_What you need to do_
Take the line that contains "# point at: seagull's wing (one per instance)" and every line after it in the material below, and quote them exactly.

(Saved data entries)
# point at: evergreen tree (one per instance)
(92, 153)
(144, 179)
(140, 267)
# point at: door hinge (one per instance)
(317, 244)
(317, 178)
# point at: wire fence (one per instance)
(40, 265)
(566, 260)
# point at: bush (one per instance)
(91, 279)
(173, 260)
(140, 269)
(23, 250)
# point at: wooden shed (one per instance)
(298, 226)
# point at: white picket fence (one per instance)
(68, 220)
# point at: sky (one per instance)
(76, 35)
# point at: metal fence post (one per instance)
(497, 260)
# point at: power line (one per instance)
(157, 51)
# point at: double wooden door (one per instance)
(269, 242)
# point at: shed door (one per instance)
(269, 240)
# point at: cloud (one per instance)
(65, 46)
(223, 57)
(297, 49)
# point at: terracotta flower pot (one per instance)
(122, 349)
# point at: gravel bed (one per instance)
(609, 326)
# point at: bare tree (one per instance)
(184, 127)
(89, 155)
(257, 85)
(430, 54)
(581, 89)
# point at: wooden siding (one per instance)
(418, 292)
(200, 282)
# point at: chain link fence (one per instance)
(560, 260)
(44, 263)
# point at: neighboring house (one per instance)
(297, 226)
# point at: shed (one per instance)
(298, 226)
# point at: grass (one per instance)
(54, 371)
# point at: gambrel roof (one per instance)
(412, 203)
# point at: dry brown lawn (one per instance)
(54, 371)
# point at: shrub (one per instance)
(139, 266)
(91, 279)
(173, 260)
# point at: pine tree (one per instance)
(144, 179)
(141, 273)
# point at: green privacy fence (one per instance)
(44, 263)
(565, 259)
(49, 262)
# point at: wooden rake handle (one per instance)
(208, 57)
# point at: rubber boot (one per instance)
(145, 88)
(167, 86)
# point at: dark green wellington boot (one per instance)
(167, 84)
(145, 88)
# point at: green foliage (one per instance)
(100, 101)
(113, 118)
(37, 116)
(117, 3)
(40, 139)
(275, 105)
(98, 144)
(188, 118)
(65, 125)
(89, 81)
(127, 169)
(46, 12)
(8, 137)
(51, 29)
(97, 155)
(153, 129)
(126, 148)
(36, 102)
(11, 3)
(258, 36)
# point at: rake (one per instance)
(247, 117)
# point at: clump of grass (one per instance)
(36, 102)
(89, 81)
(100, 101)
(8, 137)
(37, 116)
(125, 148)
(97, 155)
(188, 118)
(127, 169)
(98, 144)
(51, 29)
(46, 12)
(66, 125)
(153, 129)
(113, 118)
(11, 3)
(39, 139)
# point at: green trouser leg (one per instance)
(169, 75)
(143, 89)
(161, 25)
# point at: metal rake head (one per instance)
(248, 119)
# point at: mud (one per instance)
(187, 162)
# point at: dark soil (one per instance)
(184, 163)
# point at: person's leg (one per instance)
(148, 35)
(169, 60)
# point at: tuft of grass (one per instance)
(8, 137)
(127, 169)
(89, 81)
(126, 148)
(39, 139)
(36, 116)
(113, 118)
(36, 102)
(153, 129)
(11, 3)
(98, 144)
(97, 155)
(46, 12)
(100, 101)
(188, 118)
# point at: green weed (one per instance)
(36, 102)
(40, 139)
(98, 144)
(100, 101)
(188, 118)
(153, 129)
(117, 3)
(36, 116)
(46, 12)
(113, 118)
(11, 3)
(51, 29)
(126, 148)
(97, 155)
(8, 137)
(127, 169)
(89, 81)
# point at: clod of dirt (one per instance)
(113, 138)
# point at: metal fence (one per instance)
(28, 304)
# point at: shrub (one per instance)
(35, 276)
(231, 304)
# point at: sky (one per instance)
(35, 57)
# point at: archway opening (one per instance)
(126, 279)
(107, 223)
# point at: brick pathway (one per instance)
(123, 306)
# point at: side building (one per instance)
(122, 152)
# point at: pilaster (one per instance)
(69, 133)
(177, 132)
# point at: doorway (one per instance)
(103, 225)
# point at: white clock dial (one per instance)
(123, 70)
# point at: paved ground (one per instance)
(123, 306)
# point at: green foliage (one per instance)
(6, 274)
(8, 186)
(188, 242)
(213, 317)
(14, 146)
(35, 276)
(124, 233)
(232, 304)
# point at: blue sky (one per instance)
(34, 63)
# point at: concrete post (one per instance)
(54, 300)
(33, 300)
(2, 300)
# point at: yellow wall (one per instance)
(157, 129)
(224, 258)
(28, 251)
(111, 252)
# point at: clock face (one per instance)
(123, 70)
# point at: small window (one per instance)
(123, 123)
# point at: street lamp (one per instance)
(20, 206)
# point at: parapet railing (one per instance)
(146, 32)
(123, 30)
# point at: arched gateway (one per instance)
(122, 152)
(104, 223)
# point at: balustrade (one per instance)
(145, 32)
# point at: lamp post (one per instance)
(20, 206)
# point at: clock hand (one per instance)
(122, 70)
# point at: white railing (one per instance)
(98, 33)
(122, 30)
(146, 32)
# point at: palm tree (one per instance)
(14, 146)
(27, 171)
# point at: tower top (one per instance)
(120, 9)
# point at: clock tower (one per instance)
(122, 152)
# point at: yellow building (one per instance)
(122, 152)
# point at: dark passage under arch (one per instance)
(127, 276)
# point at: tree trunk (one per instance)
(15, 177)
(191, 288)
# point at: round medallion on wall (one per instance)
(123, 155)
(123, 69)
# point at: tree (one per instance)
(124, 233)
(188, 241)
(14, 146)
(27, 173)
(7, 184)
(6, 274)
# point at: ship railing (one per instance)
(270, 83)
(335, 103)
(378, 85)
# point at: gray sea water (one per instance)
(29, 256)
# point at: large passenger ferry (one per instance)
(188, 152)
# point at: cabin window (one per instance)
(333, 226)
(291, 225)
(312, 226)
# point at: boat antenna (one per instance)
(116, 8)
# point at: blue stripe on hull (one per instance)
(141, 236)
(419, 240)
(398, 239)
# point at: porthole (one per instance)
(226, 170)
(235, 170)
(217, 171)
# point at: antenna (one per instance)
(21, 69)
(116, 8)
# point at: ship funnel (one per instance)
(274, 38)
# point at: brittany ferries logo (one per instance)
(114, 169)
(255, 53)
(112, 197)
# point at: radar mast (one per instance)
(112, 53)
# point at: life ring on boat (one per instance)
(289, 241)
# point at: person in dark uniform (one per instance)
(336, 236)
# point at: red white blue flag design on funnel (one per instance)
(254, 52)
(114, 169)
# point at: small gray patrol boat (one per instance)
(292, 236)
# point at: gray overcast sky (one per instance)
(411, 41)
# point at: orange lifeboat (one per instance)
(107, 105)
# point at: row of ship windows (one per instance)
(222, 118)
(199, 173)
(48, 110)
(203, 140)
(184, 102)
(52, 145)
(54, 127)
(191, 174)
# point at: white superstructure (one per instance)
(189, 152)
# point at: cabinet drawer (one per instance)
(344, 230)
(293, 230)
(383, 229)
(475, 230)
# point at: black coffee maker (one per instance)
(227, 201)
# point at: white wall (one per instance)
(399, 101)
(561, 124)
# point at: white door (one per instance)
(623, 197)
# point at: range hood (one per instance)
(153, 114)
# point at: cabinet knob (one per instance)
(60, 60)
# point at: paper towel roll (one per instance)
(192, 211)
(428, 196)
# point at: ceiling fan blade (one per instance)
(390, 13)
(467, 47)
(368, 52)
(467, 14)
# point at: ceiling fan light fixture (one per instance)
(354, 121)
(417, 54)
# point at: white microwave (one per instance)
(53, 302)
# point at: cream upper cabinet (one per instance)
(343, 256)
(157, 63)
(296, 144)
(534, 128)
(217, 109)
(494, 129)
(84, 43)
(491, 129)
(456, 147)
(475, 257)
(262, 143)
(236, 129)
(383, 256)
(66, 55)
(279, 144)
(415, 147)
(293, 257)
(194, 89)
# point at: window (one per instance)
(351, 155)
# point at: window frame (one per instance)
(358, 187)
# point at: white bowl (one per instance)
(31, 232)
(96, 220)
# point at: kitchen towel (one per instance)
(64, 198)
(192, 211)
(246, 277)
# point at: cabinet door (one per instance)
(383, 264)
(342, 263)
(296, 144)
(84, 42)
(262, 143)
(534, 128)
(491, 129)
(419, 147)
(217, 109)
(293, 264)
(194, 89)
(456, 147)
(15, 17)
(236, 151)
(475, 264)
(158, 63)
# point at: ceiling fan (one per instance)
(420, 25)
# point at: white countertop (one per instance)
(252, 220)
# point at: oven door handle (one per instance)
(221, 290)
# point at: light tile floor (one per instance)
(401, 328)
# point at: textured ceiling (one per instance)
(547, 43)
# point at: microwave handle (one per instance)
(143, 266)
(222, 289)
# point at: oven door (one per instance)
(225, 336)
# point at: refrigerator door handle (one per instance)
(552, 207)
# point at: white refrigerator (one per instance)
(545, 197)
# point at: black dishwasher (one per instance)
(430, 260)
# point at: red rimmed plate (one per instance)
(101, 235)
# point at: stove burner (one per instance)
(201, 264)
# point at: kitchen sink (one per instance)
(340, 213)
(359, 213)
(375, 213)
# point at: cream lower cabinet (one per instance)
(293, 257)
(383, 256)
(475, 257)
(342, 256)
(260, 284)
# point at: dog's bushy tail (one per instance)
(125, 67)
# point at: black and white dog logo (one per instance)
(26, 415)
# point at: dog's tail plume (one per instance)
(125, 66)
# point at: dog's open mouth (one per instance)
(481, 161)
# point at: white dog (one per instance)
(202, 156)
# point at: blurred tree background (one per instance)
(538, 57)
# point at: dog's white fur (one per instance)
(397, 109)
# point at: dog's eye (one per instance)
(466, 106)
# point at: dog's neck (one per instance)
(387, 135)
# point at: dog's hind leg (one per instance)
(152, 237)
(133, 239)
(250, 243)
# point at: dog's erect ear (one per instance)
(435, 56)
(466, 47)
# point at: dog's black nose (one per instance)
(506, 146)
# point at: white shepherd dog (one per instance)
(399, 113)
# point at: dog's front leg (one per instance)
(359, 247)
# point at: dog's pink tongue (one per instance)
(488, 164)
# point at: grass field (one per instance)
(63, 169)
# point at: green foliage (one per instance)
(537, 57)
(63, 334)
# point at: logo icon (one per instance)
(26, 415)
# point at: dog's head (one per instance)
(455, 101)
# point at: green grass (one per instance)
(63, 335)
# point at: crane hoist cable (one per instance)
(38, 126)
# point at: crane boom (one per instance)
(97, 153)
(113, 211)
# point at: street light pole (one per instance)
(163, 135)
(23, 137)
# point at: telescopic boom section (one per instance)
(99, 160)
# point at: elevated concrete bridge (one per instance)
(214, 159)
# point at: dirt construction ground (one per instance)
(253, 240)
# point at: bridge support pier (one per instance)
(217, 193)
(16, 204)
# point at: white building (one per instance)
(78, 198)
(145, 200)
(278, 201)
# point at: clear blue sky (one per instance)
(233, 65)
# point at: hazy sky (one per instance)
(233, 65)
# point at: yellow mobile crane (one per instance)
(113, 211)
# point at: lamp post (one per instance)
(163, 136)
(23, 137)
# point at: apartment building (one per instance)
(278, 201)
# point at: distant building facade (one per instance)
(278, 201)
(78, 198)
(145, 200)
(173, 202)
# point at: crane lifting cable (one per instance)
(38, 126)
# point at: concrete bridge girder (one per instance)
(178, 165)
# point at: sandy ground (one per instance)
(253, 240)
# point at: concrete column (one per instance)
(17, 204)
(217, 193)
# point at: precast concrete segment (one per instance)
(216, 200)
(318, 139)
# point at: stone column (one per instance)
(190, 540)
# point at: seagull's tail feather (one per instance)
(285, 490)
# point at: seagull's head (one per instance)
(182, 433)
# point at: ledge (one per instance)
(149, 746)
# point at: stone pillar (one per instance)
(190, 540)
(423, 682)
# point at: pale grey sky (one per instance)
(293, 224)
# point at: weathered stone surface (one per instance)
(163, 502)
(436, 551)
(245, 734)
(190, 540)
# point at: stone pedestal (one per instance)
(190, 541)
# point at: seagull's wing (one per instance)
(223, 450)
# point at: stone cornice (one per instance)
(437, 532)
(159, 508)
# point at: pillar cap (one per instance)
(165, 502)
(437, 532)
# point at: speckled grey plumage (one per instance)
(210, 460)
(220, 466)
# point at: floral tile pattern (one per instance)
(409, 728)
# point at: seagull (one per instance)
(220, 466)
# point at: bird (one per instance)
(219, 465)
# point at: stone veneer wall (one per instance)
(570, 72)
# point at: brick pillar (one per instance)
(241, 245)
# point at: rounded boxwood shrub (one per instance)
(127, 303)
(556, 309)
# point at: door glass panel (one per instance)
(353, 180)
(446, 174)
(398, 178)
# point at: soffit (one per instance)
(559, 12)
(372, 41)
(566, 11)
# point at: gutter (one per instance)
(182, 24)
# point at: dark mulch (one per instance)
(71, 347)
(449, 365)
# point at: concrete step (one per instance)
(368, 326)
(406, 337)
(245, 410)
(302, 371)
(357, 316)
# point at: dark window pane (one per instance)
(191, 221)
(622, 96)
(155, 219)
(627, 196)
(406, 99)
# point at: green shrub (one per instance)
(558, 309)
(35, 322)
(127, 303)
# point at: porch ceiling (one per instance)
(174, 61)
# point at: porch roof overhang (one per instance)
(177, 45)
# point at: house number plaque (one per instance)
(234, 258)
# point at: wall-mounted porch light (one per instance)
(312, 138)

_Written solution_
# point at: seagull's wing (one per instance)
(223, 450)
# point at: stone cornice (one per instance)
(437, 532)
(159, 508)
# point at: pillar cap (one per instance)
(165, 502)
(437, 532)
# point at: speckled grey plumage (one per instance)
(210, 460)
(220, 466)
# point at: floral tile pattern (one per instance)
(409, 728)
# point at: seagull (one per instance)
(220, 466)
# point at: bird (one per instance)
(219, 465)
# point at: stone veneer wall (one per instance)
(570, 72)
# point at: brick pillar (one per instance)
(241, 245)
# point at: rounded boxwood shrub (one per instance)
(127, 303)
(556, 309)
# point at: door glass panel (one per instance)
(353, 180)
(446, 174)
(398, 178)
# point at: soffit (one per instance)
(559, 12)
(372, 41)
(566, 11)
# point at: gutter (one per instance)
(182, 24)
# point at: dark mulch (one per instance)
(71, 347)
(449, 365)
# point at: concrete step (one per instance)
(368, 326)
(406, 337)
(245, 410)
(302, 371)
(357, 316)
# point at: dark window pane (one per instance)
(191, 221)
(622, 96)
(155, 219)
(627, 196)
(406, 99)
# point at: green shrub (one per instance)
(558, 309)
(35, 322)
(127, 303)
# point at: porch ceiling (one per instance)
(174, 61)
# point at: porch roof overhang (one per instance)
(177, 45)
# point at: house number plaque (one per instance)
(234, 258)
# point at: wall-mounted porch light (one per instance)
(312, 138)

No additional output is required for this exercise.